- Problem details: Below are records that contain pictures; transcribe the text exactly and omit the pictures.

-- Opening Marker --

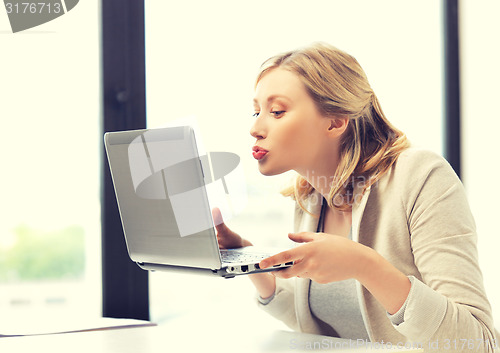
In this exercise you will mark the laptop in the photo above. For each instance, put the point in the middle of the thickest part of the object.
(160, 182)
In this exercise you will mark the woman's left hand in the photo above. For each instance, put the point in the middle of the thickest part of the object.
(324, 258)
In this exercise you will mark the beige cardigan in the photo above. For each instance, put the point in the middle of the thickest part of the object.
(418, 218)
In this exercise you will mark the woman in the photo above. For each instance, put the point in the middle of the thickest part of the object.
(389, 243)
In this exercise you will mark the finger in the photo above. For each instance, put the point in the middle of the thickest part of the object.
(217, 216)
(303, 237)
(281, 258)
(297, 270)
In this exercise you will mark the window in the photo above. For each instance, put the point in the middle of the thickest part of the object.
(202, 58)
(50, 210)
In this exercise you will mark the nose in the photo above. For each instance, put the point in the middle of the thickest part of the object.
(258, 130)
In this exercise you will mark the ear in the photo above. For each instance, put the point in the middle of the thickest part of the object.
(337, 126)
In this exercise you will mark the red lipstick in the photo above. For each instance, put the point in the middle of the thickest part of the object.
(258, 152)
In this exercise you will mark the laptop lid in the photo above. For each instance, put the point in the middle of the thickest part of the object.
(158, 180)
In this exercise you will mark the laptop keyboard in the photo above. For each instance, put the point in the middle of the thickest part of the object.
(235, 256)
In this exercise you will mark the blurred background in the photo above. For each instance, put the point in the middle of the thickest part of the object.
(201, 61)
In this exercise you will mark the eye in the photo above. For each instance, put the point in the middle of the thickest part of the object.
(278, 113)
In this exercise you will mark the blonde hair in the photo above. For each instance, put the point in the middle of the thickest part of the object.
(339, 87)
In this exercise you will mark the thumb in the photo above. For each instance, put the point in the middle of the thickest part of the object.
(303, 237)
(218, 221)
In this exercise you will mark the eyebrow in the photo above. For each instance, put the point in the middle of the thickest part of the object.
(272, 98)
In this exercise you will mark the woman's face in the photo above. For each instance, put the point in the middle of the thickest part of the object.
(290, 132)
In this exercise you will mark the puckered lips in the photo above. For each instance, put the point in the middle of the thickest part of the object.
(259, 153)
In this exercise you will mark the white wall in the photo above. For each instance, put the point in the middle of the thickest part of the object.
(480, 79)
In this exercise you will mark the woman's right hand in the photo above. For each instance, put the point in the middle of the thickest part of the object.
(226, 237)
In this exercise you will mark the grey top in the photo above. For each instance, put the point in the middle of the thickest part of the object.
(336, 303)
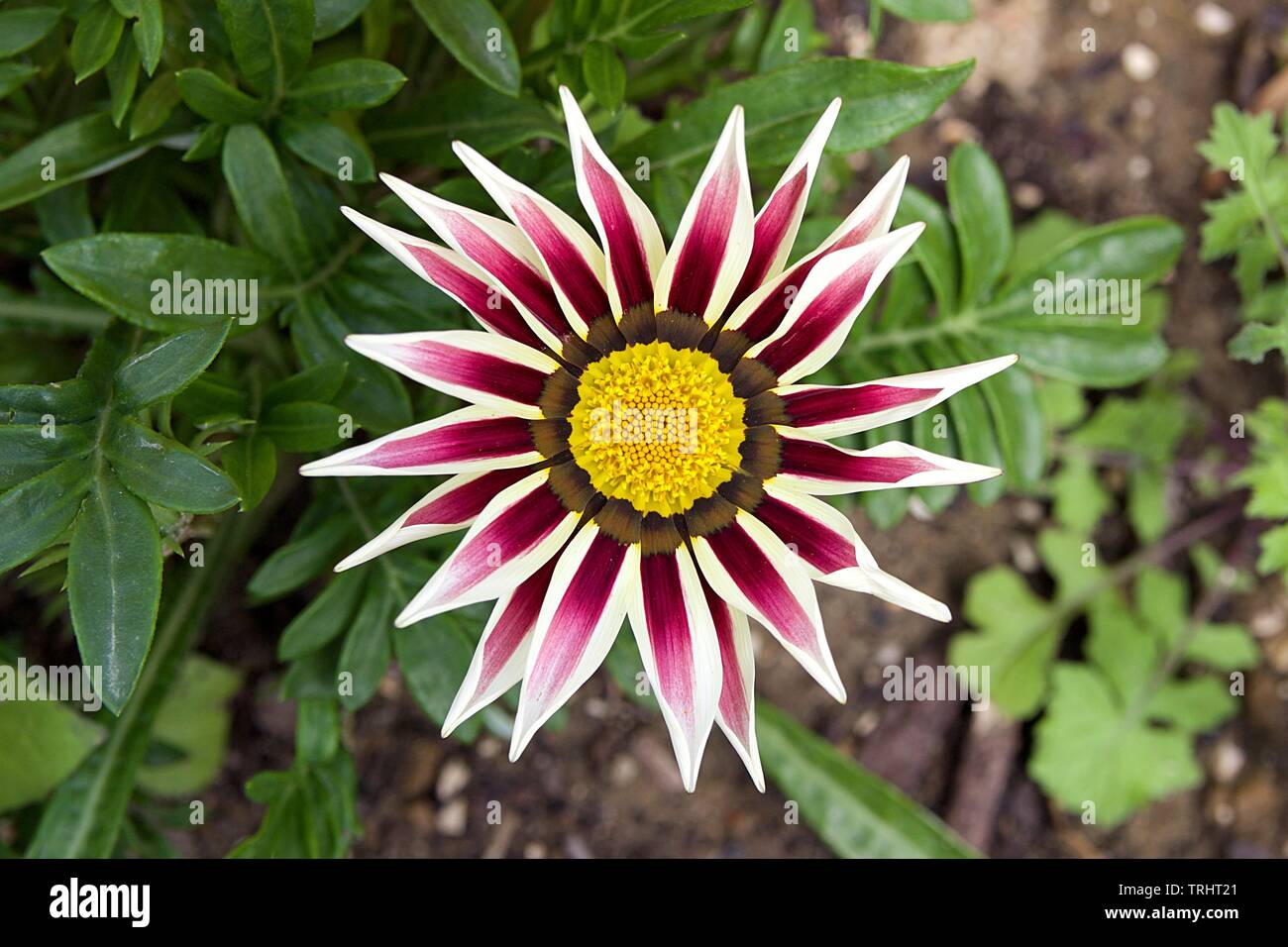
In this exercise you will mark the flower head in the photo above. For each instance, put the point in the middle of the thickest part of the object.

-- Closing Marker --

- Task solution:
In this exercise you will mark the laptop in the photo above. For each instance, put the point in the middle of the thickest part of the object.
(160, 182)
In this exercise you will mark the woman's left hand in the photo above. For each instance, put the point in the middle of the thickest part of the object.
(324, 258)
In this exercise you will mark the beige cardigan in the photo above. For each instance, put the point in the middle of the thickest part of the object.
(418, 218)
In this exercise you will mark the woman in the photo above. For each instance, put the point in the middle of the thickest part of the object.
(389, 243)
In this exercise you will mark the finger in the photo above. For each instance, put the point in the middle of the thickest part of the object.
(217, 216)
(303, 237)
(281, 258)
(297, 270)
In this exercise you will mark the window in the photo above. For each instance, put the point in the middle of the thickest part of the object.
(202, 58)
(50, 210)
In this exercise you will mark the nose in the photo above. For each instance, put the point in the middle of the thickest part of the object.
(258, 130)
In this exercise you will mark the ear in the photo above. For each instance, put the point in the middle of the thickest part of the object.
(337, 126)
In this exercise you will mark the red lipstick in the photo above. For each instance, put the point in the middle of the thickest part of the object.
(258, 152)
In this exercise you will mark the laptop lid in the photo above. For each instance, put the point in the middle of the thickest part of the object.
(158, 180)
In this exercise you will mark the laptop keyboard in the photo above. For each instance, put the point in the middle of the thickest part of the object.
(235, 256)
In this exercise you will mark the blurred background in the photo above. For each instance, put the point in the middle of the thickest part of the object.
(201, 61)
In this exercise you will mark the eye in the photo above. For each instance, put the point in the middle of the thickest part of the object.
(278, 113)
In this exercise you will mark the blonde hair in the photo above. For each instance, put the point in the middle of the thickest part of the object.
(339, 87)
In this exercise you will mark the thumb in the photo above. For each instance, put the point in the middle of the thickest part of the object.
(303, 237)
(218, 221)
In this exercise you will mark the eyebrow in the photo above. For each instance, put the point in the middle of the thickest part of the object.
(272, 98)
In this exercise you will mark the woman's face in the photo above. For each instance, put the point in the middle of the thickest part of the object.
(290, 132)
In this exercise you will mark the puckered lips in the photo above. For each instance, put the point in the middle of the thickest part of the object.
(259, 153)
In this exercise you will mark the white wall in the photo above. For each instance, put the point in the middle of the thickest part of the object.
(480, 79)
In this exercise you will mark the woman's right hand in the photo above. For each instance, put the point in the middle of the thickest part of the object.
(226, 237)
In this exercise you will mark the grey top in the photo above. For each instance, put the point in the middle of the thickest part of the object.
(336, 303)
In this exercise you will mark the flower head in the photo above. For each instance, put the point in the middle of the thickest part of the object.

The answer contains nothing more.